(What this task involves): Your task is to copy each line of the material that includes "blue".
━━━━━ The data
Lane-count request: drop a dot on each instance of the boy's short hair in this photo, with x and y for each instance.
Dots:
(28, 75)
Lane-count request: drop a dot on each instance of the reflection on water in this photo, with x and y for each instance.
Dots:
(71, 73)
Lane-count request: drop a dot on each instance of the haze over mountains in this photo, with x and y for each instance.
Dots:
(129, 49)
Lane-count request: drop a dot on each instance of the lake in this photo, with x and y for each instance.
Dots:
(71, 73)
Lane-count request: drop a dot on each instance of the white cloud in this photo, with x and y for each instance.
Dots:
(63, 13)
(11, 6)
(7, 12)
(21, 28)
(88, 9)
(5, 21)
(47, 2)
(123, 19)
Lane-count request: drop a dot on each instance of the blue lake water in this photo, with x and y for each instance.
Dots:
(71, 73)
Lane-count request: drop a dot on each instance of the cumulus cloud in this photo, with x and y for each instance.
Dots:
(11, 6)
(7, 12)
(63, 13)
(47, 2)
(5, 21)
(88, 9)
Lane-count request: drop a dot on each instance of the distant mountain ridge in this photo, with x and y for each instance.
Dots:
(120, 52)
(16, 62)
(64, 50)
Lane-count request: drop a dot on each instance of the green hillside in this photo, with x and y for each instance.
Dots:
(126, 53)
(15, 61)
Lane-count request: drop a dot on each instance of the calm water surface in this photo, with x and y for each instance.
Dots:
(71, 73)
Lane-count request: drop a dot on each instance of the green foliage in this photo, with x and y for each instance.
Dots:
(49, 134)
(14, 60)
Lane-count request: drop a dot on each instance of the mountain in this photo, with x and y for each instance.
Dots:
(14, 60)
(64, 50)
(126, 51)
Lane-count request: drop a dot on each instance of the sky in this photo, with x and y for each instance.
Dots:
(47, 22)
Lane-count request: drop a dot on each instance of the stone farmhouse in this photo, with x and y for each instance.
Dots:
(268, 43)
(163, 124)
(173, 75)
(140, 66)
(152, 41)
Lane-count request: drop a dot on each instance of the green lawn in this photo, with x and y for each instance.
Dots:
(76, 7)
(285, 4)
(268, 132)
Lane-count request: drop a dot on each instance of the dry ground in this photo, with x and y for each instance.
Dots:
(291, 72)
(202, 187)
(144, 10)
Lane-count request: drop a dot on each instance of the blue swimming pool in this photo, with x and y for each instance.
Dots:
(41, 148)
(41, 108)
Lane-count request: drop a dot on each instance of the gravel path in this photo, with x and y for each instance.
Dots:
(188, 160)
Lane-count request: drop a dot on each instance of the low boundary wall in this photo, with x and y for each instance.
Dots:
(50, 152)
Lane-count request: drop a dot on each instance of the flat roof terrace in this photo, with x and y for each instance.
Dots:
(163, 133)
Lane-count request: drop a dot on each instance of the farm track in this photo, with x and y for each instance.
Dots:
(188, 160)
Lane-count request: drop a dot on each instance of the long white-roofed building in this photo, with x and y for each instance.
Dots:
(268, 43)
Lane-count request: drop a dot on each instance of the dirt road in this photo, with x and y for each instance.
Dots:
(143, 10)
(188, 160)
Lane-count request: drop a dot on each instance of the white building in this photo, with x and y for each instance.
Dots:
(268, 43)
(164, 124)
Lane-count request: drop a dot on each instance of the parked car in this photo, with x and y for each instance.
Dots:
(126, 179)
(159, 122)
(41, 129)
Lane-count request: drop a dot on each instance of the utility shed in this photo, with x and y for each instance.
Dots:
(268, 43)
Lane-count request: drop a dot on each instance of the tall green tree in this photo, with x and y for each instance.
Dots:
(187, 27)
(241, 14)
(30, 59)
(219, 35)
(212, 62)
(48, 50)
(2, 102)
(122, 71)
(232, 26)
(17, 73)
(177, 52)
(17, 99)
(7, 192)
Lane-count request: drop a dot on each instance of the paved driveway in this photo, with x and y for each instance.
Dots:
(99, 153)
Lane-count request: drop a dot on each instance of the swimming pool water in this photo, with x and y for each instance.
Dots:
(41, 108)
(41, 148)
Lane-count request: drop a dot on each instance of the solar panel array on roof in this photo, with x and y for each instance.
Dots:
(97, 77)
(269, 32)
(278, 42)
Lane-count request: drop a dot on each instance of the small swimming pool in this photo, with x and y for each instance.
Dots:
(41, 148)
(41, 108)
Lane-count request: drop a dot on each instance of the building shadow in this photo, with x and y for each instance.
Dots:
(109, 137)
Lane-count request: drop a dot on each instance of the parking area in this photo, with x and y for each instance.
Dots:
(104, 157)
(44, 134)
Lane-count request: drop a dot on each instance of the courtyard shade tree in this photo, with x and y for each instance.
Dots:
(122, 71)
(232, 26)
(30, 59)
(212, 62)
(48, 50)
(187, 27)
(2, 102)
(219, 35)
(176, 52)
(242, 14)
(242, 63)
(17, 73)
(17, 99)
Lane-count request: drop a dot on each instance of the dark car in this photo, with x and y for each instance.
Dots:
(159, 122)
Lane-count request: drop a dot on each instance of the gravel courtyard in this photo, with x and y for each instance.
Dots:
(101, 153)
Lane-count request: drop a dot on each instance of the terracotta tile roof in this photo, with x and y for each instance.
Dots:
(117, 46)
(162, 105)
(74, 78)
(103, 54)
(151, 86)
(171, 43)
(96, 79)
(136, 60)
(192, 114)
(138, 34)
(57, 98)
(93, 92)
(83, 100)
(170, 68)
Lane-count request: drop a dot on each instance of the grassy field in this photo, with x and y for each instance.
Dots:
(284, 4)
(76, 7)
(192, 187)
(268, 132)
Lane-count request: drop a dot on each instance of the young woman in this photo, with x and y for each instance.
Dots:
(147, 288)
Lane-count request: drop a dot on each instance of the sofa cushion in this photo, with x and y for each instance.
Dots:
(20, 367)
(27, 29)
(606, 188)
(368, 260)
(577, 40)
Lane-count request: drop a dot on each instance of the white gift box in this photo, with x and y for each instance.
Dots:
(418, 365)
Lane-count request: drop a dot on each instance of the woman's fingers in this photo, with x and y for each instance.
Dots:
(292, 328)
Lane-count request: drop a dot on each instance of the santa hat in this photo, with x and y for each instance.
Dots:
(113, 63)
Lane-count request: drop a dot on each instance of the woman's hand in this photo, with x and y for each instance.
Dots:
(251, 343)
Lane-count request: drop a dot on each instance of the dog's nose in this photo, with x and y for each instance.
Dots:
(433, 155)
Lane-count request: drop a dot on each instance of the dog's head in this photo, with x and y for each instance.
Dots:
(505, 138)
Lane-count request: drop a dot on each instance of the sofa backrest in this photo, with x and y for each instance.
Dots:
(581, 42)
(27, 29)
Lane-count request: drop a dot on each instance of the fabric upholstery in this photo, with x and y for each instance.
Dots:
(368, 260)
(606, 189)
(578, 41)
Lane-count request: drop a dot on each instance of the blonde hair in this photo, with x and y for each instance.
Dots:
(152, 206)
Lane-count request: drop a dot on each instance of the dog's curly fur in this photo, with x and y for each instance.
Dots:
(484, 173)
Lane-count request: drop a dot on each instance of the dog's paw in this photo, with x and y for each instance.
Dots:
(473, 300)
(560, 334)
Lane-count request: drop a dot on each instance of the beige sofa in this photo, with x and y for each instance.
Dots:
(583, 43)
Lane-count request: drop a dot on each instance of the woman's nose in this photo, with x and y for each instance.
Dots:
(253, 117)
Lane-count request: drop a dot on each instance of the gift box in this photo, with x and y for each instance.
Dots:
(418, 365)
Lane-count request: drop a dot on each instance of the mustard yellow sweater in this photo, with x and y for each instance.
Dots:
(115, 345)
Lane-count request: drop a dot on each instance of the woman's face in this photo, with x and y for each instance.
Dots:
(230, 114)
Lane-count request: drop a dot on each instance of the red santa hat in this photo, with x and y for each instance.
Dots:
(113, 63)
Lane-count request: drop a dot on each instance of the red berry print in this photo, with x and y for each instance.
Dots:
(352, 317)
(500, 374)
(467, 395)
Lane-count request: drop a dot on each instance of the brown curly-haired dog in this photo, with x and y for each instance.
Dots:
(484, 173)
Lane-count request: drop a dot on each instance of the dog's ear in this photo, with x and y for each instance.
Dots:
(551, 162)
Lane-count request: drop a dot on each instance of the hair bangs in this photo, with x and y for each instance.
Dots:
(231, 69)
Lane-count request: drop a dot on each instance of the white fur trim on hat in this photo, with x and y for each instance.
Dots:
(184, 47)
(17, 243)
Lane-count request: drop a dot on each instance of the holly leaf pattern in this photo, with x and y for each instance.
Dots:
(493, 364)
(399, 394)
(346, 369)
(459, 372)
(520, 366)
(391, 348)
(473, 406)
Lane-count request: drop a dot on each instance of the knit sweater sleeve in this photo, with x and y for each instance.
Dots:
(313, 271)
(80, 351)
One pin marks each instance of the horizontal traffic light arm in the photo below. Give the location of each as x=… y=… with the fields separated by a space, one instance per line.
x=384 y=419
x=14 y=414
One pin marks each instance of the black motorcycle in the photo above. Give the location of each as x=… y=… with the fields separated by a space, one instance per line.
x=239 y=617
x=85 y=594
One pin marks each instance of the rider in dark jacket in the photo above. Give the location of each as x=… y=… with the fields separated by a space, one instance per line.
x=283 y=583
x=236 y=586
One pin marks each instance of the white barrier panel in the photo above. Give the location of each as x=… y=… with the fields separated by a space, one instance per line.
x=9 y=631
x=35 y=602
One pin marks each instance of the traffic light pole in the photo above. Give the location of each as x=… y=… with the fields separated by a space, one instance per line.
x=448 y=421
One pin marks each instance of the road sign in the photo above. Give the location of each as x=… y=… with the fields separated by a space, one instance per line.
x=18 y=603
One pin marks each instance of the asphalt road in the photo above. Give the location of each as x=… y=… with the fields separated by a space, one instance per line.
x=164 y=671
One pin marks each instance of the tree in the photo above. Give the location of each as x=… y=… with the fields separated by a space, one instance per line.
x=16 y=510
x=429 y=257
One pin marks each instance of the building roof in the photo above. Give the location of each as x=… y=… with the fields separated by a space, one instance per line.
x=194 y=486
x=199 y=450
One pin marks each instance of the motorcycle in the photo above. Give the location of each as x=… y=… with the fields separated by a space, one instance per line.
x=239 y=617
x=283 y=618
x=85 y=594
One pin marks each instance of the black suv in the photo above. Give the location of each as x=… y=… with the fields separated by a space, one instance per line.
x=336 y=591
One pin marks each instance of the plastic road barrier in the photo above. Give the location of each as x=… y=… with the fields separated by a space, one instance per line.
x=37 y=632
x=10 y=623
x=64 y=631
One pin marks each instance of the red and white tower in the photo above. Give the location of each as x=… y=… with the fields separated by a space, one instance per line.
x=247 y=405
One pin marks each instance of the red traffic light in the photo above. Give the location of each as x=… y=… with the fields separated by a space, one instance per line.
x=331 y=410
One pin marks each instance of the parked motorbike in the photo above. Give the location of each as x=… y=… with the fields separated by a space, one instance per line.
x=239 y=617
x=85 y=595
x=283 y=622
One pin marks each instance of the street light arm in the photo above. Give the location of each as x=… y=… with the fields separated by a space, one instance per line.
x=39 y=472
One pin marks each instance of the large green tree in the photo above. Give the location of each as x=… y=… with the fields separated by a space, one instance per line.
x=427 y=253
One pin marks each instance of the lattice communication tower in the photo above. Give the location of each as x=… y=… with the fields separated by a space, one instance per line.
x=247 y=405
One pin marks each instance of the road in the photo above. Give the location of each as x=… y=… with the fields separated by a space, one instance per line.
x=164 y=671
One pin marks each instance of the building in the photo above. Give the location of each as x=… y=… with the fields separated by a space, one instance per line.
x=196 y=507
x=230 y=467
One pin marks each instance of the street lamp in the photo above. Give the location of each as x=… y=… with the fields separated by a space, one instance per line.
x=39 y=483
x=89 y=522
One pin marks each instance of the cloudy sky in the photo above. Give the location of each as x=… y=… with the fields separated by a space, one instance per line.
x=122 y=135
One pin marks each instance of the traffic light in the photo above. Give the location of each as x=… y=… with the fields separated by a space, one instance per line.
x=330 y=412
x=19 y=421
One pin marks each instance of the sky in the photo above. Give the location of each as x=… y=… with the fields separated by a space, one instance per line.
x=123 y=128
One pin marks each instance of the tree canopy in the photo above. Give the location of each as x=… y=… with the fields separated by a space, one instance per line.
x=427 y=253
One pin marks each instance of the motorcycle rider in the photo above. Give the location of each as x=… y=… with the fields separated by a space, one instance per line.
━━━━━━━━━━
(Response):
Lane-count request: drop a dot on each instance of the blue lake water in this photo, with x and y for each instance.
Lane-count request: drop a dot on each instance of the blue swimming pool in this photo, with x and y for each instance.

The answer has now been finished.